#### Exercise task 1
Copy the passage of the lecture announcement from "The Arnold A." up to and including "Advance Registration Required.".

Start of Document excerpt

The Arnold A. Saltzman Institute of War and Peace Studies presents:
The Second Annual Richard K. Betts Lecture on War and Peace:
“Challenges of the New Nuclear Age” with Caitlin Talmadge
Thursday, April 10, 2025
4pm-6pm
1512 IAB
Advance Registration Required.
Lecture by Caitlin Talmadge, Raphael Dorman-Helen Starbuck Associate Professor of Political Science, Massachusetts Institute of Technology; Nonresident Senior Fellow, Foreign Policy Program, Brookings Institution
Hosted by V. Page Fortna, Director, Arnold A. Saltzman Institute of War and Peace Studies; Harold Brown Professor of US Foreign and Security Policy, Department of Political Science, Columbia University
Event Description:
Today’s world has many fewer nuclear weapons than during the Cold War, yet these weapons belong to a greater number of competitive and rivalrous nuclear actors. What does this emerging nuclear landscape mean for nuclear stability in peacetime, crisis, and war?

End of Document excerpt
Start of Stored rows

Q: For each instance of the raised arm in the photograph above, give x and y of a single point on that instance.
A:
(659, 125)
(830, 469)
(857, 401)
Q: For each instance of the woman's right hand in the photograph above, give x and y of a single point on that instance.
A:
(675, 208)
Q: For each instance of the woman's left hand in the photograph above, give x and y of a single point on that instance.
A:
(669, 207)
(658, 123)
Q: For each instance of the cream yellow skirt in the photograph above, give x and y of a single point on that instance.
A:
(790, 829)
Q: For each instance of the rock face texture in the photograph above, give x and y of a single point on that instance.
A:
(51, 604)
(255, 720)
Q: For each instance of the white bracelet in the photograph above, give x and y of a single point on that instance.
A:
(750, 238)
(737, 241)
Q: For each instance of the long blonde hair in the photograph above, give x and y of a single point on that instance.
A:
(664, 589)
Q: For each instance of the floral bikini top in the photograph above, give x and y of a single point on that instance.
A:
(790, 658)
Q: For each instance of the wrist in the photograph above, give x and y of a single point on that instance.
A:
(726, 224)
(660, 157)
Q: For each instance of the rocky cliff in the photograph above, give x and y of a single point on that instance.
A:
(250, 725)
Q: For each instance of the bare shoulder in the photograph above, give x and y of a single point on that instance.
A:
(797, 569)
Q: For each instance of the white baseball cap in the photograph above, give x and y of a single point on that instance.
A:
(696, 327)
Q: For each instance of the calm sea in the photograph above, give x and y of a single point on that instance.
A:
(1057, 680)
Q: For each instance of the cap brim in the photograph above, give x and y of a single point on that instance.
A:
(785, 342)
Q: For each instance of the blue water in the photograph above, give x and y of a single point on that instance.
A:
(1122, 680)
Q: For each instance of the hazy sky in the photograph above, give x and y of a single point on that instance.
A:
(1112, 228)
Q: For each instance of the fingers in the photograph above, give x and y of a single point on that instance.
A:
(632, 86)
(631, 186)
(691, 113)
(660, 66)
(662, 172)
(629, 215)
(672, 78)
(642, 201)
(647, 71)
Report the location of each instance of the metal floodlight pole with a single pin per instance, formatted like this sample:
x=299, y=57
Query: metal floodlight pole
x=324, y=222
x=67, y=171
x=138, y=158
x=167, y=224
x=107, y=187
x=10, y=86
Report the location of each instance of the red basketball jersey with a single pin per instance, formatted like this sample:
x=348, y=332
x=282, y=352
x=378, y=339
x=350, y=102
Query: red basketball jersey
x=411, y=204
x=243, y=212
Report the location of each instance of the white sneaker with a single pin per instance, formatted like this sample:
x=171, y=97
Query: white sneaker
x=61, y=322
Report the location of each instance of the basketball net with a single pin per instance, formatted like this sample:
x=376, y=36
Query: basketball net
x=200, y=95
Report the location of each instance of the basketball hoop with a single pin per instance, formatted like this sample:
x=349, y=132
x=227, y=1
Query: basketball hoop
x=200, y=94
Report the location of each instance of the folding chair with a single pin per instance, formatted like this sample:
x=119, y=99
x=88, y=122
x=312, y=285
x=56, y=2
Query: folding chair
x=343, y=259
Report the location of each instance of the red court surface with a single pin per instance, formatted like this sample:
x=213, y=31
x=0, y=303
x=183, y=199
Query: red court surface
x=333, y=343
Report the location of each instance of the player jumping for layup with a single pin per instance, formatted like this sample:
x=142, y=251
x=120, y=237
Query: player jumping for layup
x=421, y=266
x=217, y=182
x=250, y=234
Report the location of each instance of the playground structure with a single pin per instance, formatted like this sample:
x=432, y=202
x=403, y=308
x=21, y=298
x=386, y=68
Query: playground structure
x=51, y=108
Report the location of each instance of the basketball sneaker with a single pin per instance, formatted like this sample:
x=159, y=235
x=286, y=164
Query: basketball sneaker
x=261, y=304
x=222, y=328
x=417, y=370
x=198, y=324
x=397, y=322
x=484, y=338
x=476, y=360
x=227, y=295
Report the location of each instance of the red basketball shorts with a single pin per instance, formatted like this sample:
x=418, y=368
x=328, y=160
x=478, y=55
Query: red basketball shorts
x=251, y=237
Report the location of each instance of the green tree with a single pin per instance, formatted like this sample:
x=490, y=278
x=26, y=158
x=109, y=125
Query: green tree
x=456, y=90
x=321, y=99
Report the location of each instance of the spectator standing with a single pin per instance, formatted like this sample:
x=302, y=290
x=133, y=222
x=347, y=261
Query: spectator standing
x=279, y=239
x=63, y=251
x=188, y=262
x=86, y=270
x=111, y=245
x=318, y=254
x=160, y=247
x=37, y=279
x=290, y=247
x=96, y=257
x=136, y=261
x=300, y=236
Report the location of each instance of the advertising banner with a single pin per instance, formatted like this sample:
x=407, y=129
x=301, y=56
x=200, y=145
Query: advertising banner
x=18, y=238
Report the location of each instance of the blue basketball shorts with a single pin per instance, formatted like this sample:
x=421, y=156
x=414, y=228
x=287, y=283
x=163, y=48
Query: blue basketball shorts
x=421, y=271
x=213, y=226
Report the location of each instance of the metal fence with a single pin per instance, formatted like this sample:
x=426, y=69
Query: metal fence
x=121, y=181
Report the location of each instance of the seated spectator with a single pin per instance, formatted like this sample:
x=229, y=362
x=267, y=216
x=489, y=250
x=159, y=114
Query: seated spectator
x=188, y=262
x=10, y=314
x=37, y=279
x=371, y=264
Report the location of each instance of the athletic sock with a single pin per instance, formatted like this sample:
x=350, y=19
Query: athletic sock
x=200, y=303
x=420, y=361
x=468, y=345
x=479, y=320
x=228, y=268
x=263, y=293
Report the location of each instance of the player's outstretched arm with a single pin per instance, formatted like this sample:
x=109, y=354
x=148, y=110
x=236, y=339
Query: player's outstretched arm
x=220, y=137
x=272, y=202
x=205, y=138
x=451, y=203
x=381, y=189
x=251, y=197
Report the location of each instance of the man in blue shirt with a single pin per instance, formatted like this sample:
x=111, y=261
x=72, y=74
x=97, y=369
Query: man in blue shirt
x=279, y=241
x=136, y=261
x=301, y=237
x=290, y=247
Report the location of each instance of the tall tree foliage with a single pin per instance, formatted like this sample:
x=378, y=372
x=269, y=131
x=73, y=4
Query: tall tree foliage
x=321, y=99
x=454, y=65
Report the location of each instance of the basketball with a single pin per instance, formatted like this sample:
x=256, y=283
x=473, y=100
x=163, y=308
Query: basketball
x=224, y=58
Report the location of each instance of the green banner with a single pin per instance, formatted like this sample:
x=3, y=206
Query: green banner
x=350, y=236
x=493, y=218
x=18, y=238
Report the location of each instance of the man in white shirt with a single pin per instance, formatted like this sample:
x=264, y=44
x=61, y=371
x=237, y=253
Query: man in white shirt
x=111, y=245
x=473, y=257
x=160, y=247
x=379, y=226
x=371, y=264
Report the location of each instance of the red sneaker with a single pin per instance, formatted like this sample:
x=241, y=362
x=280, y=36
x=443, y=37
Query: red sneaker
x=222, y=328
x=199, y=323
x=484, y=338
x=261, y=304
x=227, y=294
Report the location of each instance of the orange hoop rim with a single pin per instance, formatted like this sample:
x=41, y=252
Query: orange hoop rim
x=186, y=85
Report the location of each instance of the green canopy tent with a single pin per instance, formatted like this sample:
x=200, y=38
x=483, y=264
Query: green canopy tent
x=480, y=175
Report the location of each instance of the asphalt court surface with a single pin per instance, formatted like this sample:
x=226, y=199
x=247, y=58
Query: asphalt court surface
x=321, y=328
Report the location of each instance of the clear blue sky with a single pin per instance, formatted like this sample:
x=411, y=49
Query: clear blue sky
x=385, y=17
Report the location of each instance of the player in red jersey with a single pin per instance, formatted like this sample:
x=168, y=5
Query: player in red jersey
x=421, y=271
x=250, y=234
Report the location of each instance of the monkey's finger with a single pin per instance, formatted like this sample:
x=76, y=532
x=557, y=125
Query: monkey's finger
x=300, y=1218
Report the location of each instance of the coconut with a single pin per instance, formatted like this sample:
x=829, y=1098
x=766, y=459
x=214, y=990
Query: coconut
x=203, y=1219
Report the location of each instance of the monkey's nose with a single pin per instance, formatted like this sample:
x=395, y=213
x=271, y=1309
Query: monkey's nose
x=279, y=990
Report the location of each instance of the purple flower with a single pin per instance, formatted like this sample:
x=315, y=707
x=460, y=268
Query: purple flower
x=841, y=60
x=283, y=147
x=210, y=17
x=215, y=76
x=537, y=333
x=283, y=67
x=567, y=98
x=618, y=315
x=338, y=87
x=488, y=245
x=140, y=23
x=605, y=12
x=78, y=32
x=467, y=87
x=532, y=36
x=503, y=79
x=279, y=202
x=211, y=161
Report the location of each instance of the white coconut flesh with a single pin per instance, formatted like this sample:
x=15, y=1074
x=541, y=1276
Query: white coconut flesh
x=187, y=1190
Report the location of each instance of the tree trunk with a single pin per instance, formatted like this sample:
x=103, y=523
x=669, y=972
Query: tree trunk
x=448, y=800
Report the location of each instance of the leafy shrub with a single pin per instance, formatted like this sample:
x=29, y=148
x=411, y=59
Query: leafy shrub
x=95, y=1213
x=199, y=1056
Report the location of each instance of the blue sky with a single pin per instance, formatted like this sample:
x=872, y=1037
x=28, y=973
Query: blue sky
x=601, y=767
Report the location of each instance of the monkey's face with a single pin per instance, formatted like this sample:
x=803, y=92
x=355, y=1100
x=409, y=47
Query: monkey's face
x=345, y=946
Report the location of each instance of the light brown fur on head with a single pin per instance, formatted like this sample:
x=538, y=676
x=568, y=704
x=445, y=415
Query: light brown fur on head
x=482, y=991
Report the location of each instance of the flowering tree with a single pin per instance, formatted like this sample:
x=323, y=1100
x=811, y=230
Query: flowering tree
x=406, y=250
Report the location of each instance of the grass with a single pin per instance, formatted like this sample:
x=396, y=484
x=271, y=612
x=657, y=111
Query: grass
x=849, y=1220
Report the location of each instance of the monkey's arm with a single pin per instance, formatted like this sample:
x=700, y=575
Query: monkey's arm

End of Stored rows

#### Exercise task 2
In the listing, take the lines from the line with "Report the location of each instance of the spectator" up to and including the line with "x=121, y=181" and write them out again with "advertising banner" changed to "advertising sign", leaving everything else as it is.

#### Complete response 1
The Arnold A. Saltzman Institute of War and Peace Studies presents:
The Second Annual Richard K. Betts Lecture on War and Peace:
“Challenges of the New Nuclear Age” with Caitlin Talmadge
Thursday, April 10, 2025
4pm-6pm
1512 IAB
Advance Registration Required.

#### Complete response 2
Report the location of each instance of the spectator standing with a single pin per instance, formatted like this sample:
x=302, y=290
x=133, y=222
x=347, y=261
Query: spectator standing
x=279, y=239
x=63, y=251
x=188, y=262
x=86, y=270
x=111, y=245
x=318, y=254
x=160, y=247
x=37, y=279
x=290, y=247
x=96, y=257
x=136, y=261
x=300, y=236
Report the location of each instance of the advertising sign with a single pin per instance, formatted like this sample:
x=407, y=129
x=301, y=56
x=200, y=145
Query: advertising sign
x=18, y=238
Report the location of each instance of the blue basketball shorts with a single pin per instance, formatted like this sample:
x=421, y=156
x=414, y=228
x=287, y=283
x=163, y=48
Query: blue basketball shorts
x=421, y=271
x=213, y=226
Report the location of each instance of the metal fence with a single pin per instance, formatted like this sample:
x=426, y=69
Query: metal fence
x=121, y=181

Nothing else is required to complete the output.